Input data —
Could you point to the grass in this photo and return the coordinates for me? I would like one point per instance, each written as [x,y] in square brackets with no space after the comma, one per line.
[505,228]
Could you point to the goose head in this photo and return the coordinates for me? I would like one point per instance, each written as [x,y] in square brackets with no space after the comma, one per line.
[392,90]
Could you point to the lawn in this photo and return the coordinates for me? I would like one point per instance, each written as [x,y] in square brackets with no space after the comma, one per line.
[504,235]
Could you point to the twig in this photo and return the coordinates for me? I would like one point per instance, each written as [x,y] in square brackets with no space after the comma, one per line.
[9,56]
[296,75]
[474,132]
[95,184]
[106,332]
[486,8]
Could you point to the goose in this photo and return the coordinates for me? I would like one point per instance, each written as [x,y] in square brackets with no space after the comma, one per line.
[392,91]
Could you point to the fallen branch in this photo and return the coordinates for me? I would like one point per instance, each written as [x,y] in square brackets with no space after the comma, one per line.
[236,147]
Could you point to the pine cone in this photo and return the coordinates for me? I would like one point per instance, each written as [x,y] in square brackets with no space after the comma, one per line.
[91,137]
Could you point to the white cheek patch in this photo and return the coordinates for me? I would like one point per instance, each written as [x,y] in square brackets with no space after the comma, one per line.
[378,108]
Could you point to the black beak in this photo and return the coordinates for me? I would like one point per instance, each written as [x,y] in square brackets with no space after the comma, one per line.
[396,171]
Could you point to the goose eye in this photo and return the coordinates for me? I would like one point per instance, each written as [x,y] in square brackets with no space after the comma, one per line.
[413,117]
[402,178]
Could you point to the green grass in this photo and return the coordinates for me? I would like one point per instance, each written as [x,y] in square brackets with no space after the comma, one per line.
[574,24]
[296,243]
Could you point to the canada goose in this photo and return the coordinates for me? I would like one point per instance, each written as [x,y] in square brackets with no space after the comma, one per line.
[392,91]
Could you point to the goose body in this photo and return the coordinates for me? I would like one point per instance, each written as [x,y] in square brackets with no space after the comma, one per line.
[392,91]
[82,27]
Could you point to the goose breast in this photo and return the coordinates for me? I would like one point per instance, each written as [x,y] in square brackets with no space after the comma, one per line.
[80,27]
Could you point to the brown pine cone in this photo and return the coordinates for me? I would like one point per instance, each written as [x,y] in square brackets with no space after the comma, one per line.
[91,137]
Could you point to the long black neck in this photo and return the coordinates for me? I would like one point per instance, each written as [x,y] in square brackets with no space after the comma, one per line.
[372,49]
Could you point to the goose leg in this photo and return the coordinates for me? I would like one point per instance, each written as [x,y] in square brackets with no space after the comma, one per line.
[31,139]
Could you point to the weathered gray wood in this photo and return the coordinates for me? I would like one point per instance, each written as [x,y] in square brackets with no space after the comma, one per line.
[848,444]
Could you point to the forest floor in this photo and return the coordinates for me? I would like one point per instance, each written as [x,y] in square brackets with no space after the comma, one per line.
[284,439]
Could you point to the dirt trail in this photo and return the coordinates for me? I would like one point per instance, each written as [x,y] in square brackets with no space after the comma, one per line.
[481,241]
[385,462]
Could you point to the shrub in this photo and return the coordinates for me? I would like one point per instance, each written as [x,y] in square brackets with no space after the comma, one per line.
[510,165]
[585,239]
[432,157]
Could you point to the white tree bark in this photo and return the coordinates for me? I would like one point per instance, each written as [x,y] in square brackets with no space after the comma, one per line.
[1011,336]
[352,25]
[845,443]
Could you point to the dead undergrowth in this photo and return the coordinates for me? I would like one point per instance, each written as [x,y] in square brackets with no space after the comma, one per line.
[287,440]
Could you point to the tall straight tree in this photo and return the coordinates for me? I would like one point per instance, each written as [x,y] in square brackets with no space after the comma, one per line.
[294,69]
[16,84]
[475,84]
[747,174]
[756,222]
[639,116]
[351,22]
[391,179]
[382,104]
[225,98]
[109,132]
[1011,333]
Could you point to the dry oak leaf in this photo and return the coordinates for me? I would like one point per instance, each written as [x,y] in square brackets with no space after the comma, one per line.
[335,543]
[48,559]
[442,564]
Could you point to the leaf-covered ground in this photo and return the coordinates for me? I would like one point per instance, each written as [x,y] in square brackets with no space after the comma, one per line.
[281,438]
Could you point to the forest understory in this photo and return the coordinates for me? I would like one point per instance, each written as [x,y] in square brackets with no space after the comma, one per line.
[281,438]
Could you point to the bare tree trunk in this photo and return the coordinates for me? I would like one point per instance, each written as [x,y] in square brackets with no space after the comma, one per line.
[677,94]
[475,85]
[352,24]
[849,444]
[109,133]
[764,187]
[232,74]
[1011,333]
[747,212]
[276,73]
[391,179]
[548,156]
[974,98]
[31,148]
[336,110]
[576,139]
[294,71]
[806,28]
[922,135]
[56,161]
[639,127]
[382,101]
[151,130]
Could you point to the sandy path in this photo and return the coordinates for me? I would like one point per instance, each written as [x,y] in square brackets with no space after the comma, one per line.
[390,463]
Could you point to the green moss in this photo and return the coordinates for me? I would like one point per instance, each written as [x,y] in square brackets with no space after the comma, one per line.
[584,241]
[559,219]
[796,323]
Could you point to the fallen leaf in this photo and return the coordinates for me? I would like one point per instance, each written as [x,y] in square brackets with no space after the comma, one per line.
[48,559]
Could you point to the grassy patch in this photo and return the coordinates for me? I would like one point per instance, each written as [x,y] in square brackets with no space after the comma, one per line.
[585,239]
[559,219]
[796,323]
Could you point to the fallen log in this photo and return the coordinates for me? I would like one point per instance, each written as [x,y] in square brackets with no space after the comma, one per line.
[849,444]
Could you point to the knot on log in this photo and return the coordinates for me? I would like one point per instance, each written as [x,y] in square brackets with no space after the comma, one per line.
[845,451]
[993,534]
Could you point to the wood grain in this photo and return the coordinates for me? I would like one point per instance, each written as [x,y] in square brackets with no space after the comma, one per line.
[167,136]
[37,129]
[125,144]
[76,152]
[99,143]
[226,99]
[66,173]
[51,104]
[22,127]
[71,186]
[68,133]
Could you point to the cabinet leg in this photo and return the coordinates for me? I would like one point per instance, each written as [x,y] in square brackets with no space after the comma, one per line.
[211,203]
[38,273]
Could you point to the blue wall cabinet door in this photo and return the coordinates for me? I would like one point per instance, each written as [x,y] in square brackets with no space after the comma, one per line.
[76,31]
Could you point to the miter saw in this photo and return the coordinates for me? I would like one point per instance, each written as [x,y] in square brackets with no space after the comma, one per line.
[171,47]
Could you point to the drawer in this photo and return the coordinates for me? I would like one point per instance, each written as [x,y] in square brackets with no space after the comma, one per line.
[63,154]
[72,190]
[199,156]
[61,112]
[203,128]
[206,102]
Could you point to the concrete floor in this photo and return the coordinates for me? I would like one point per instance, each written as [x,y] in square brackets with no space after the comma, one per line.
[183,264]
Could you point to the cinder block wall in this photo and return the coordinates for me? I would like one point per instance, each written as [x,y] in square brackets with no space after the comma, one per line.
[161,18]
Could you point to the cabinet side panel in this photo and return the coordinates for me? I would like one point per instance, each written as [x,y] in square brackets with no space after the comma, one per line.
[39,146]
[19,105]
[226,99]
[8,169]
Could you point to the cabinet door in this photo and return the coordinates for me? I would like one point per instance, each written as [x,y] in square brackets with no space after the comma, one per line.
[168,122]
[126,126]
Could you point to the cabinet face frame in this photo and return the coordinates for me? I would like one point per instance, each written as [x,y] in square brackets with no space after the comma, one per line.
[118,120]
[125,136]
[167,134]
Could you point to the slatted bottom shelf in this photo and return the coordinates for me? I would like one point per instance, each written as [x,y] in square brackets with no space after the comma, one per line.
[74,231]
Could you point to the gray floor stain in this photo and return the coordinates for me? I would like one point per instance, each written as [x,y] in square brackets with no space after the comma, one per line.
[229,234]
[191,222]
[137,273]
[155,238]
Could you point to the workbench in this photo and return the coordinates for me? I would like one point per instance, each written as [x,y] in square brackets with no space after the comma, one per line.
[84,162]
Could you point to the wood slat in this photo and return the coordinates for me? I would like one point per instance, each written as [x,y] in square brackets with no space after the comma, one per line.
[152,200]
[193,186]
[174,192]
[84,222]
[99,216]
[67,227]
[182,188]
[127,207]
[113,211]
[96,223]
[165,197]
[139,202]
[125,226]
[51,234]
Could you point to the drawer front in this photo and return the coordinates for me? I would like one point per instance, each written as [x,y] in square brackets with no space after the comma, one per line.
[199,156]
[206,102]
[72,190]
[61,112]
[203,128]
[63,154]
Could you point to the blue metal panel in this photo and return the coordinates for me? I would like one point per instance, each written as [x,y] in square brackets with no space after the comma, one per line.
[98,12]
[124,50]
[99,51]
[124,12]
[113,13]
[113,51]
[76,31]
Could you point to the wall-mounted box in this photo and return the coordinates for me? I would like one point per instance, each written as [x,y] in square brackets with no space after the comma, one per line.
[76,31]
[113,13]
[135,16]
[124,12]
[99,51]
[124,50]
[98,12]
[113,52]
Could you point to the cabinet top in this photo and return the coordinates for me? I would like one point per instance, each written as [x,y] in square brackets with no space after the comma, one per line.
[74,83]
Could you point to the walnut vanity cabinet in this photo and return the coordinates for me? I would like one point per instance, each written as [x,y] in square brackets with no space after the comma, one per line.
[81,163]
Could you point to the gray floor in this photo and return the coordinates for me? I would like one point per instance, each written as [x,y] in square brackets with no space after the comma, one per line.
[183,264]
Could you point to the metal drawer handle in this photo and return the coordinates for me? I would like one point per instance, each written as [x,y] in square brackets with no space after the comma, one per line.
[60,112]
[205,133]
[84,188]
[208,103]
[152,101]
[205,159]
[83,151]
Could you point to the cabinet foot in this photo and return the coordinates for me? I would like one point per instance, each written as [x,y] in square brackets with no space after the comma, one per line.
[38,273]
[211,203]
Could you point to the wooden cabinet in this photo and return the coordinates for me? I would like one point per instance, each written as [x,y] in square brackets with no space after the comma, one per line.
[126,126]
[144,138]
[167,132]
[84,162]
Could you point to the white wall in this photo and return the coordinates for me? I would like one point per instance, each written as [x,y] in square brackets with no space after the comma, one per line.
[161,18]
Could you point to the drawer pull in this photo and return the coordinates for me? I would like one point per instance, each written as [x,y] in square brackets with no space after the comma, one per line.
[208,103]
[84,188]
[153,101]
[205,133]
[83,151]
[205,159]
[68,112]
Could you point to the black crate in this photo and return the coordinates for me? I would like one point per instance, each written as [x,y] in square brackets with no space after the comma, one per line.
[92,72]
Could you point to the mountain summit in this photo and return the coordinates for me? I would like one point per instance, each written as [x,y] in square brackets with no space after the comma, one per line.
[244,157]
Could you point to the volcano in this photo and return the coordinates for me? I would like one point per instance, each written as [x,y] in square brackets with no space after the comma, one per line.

Set problem — Repeat exactly, and only, the lines of the records above, starting with the line that contains "Could you point to the gray floor in" and ending with the final line, both included.

Problem solution —
Could you point to the gray floor in this photo and return the coordinates for me? I would like one point per instance, each written as [x,y] in square brackets with no space after the comma, one per line.
[183,264]
Could you point to the metal drawer handle in this photo and return the coordinates for me? I would like one point per instance, each written as [x,y] in square brackets with no space after the comma, one per line.
[60,112]
[205,133]
[84,188]
[208,103]
[152,101]
[205,159]
[83,151]
Could you point to the cabinet foot in this photo and return the coordinates for me? I would like one point per instance, each written as [x,y] in square brackets with no space after the comma, one per line.
[38,273]
[211,203]
Could you point to the wooden cabinet in this photo and return the coordinates for me? I would like one point per instance, each written as [x,y] in square brackets with no space after the comma, one per line.
[126,126]
[144,138]
[167,132]
[84,162]
Could you point to the white wall in this photo and return the coordinates for me? I would like one point per instance, each written as [x,y] in square brackets with no space after the comma, one per line.
[161,18]
Could you point to the drawer pull in this photo and return the coordinates for me? I would like one point per instance, each written as [x,y] in square brackets with no space after the comma, one per line.
[208,103]
[84,188]
[153,101]
[205,133]
[83,151]
[205,159]
[68,112]
Could you point to the black crate in this photo and return the coordinates for me? I would like one point per instance, each written as [x,y] in square brackets with no space after the comma, one per line.
[92,72]
Could you point to the mountain summit in this photo and return the coordinates for me? I would like one point per instance, each written as [x,y] in square brackets with no space after the comma, one per line.
[244,157]
Could you point to the volcano in this photo and return the coordinates for me? I would like one point per instance, each written as [x,y] in square brackets with no space after the comma, one per line.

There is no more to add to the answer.